A block of data:

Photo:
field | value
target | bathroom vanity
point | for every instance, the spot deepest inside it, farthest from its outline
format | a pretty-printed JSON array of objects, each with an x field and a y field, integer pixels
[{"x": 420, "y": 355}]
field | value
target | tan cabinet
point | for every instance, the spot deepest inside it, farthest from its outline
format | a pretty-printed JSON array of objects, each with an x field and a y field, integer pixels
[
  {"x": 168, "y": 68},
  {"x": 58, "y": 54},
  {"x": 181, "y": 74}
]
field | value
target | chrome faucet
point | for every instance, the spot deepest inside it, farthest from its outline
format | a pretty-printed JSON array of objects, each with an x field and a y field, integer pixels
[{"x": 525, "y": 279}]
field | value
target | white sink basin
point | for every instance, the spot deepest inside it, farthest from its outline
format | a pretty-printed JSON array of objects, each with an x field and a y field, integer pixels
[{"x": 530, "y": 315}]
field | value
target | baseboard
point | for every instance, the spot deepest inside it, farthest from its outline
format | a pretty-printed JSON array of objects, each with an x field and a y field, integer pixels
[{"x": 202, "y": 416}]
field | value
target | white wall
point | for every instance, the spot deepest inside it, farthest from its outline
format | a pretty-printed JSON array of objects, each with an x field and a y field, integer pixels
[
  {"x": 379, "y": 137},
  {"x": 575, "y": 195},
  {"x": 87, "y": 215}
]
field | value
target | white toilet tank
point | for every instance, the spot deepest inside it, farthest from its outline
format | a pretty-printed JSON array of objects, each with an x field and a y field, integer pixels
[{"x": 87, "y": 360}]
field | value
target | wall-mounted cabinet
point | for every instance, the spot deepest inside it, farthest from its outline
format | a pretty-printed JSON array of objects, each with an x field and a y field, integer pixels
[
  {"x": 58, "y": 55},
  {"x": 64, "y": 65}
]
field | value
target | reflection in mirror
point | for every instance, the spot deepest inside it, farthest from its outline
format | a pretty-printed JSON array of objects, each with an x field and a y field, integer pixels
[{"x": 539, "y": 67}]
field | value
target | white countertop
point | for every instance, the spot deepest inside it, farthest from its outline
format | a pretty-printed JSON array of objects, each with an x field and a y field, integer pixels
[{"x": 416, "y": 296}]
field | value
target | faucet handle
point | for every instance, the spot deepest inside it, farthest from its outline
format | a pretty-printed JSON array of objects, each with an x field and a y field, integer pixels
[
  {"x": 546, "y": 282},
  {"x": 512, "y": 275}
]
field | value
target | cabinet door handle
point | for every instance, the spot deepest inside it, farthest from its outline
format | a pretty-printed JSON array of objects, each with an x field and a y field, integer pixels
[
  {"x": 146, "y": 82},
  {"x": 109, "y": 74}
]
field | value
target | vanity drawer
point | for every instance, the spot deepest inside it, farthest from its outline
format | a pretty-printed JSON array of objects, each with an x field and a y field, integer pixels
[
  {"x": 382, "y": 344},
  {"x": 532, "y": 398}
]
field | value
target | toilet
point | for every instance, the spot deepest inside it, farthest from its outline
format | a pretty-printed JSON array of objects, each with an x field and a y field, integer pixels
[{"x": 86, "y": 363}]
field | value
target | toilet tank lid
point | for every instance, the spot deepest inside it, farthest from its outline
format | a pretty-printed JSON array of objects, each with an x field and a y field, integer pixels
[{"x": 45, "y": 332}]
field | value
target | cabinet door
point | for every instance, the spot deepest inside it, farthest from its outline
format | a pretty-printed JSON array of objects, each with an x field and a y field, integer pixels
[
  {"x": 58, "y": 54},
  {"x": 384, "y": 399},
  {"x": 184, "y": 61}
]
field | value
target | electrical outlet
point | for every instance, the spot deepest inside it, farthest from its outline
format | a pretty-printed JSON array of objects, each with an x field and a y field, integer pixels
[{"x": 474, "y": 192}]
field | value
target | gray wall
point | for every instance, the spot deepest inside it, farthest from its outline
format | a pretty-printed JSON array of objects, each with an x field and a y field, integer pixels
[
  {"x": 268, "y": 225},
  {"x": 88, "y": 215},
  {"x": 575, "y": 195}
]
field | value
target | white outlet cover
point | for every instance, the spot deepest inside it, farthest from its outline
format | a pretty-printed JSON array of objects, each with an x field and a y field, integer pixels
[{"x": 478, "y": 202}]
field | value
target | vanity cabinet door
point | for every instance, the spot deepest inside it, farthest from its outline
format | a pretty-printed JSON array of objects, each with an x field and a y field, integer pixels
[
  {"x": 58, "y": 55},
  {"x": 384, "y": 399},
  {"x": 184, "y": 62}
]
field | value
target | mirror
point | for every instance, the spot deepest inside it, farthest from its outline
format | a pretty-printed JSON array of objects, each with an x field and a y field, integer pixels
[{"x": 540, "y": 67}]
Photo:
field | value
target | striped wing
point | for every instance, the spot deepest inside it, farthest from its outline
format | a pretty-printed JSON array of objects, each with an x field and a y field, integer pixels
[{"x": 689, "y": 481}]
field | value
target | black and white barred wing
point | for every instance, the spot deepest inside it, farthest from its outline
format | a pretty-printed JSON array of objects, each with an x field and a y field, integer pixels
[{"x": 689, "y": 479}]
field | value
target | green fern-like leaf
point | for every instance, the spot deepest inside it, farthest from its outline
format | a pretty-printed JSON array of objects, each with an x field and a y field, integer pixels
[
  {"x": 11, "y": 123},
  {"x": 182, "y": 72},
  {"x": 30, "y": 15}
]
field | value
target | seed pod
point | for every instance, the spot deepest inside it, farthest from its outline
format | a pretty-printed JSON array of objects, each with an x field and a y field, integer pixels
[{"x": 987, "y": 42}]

> **Set exercise**
Reproduce the entries above in full by retyping them exactly.

> **The result**
Photo:
field | value
target | bathroom vanity
point | for every instance, the spot deepest inside it, farthest from its outline
format | a pretty-printed JSON array of objects, each with an x field and a y field, integer pixels
[{"x": 420, "y": 355}]
field | value
target | tan cabinet
point | for every instance, the spot deepest inside it, farthest from its outline
format | a pretty-printed JSON array of objects, each with an x field and a y field, integer pixels
[
  {"x": 168, "y": 68},
  {"x": 58, "y": 54},
  {"x": 181, "y": 74}
]
field | value
target | chrome faucet
point | for every instance, the spot deepest inside it, farthest from its outline
format | a pretty-printed JSON array of objects, each with an x field and a y field, integer pixels
[{"x": 525, "y": 279}]
field | value
target | white sink basin
point | for every instance, the spot deepest inside it, farthest from its outline
format | a pretty-printed JSON array of objects, each with an x field and a y field, integer pixels
[{"x": 530, "y": 315}]
field | value
target | baseboard
point | for every instance, the spot deepest inside it, farthest from its outline
format | a pretty-printed JSON array of objects, each with an x field and a y field, integer pixels
[{"x": 202, "y": 416}]
field | value
target | white wall
point | for every instance, the spot deepest inside it, farthest from its outline
format | a pretty-printed JSON array of objects, each with an x field and a y field, integer pixels
[
  {"x": 379, "y": 137},
  {"x": 575, "y": 195},
  {"x": 87, "y": 215}
]
field | value
target | white toilet tank
point | for every instance, the spot deepest inside it, farthest from its outline
format | a pretty-printed JSON array of objects, each with an x field and a y field, integer pixels
[{"x": 87, "y": 360}]
field | value
target | wall-mounted cabinet
point | for every instance, the spot deepest inside it, farthest from its outline
format | a pretty-printed JSON array of objects, each with an x field and a y field, integer pixels
[
  {"x": 58, "y": 55},
  {"x": 64, "y": 65}
]
field | value
target | reflection in mirror
point | for every instance, the spot deepest inside it, farthest from its outline
format | a pretty-printed JSON array of objects, each with an x field and a y field, integer pixels
[{"x": 539, "y": 67}]
field | value
target | white countertop
point | for every instance, the spot deepest inside it, farthest from its outline
format | a pretty-printed JSON array of objects, each with an x field and a y field, integer pixels
[{"x": 416, "y": 296}]
field | value
target | faucet handle
point | for every instance, the spot deepest inside it, farthest from its outline
format | a pretty-printed JSON array of objects, each with an x field and a y field, integer pixels
[
  {"x": 546, "y": 282},
  {"x": 512, "y": 275}
]
field | value
target | cabinet door handle
point | for every instance, the spot deepest inside it, farthest from its outline
format | a pretty-printed JSON array of objects, each with an x field and a y field, integer pixels
[
  {"x": 146, "y": 82},
  {"x": 109, "y": 74}
]
field | value
target | vanity drawer
point | for every instance, the spot deepest inside it, farthest from its outline
format | a pretty-printed JSON array of objects, each with an x field and a y field, integer pixels
[
  {"x": 382, "y": 344},
  {"x": 532, "y": 398}
]
field | value
target | toilet
point | for every instance, the spot deepest inside it, farthest from its outline
format | a pretty-printed JSON array of objects, each with an x field and a y field, integer pixels
[{"x": 86, "y": 363}]
field | value
target | toilet tank lid
point | for every instance, the spot deepest inside it, farthest from its outline
format | a pretty-printed JSON array of objects, each with an x field and a y field, integer pixels
[{"x": 45, "y": 332}]
field | value
target | cabinet door
point | for every instance, the spot deepest inside it, farthest from its outline
format | a pretty-printed JSON array of objects, each with an x field and a y field, integer pixels
[
  {"x": 58, "y": 54},
  {"x": 384, "y": 399},
  {"x": 184, "y": 61}
]
field | value
target | electrical outlet
point | for every instance, the spot deepest inside it, farthest from its outline
format | a pretty-printed JSON array of objects, each with an x field and a y field, integer pixels
[{"x": 474, "y": 192}]
field | value
target | gray wall
point | for every instance, the spot deepest inside it, farthest from its outline
format | a pretty-printed JSON array of objects, each with an x field and a y field, integer pixels
[
  {"x": 268, "y": 225},
  {"x": 88, "y": 215},
  {"x": 575, "y": 195}
]
field | value
target | white outlet cover
point | for every instance, the spot deepest inside it, farthest from its outline
format | a pretty-printed JSON array of objects, each with an x field and a y field, integer pixels
[{"x": 478, "y": 202}]
field | value
target | vanity cabinet door
point | for every instance, the spot deepest inside it, farthest from its outline
format | a pretty-printed JSON array of objects, each with an x field and a y field, integer pixels
[
  {"x": 58, "y": 55},
  {"x": 384, "y": 399},
  {"x": 184, "y": 62}
]
field | value
target | mirror
point | for every instance, the spot deepest inside it, farthest from its outline
format | a pretty-printed JSON array of objects, each with an x field and a y field, integer pixels
[{"x": 540, "y": 67}]
Photo:
field | value
target | striped wing
point | for every instance, the spot deepest inside it, farthest from its outline
format | a pretty-printed JSON array of objects, each with an x field and a y field, integer pixels
[{"x": 689, "y": 481}]
field | value
target | black and white barred wing
point | for every instance, the spot deepest inside it, farthest from its outline
format | a pretty-printed JSON array of objects, each with an x field and a y field, integer pixels
[{"x": 689, "y": 479}]
field | value
target | green fern-like leaf
point | for every instance, the spot deepest inside it, farthest from its outline
format | a pretty-printed JSON array of objects, each with an x field and a y field, integer pixels
[
  {"x": 11, "y": 123},
  {"x": 182, "y": 72},
  {"x": 30, "y": 15}
]
field | value
target | seed pod
point | for every instance, the spot deepest inside it, farthest from its outline
format | a pretty-printed JSON array of objects, each with an x field and a y field, integer pixels
[{"x": 987, "y": 42}]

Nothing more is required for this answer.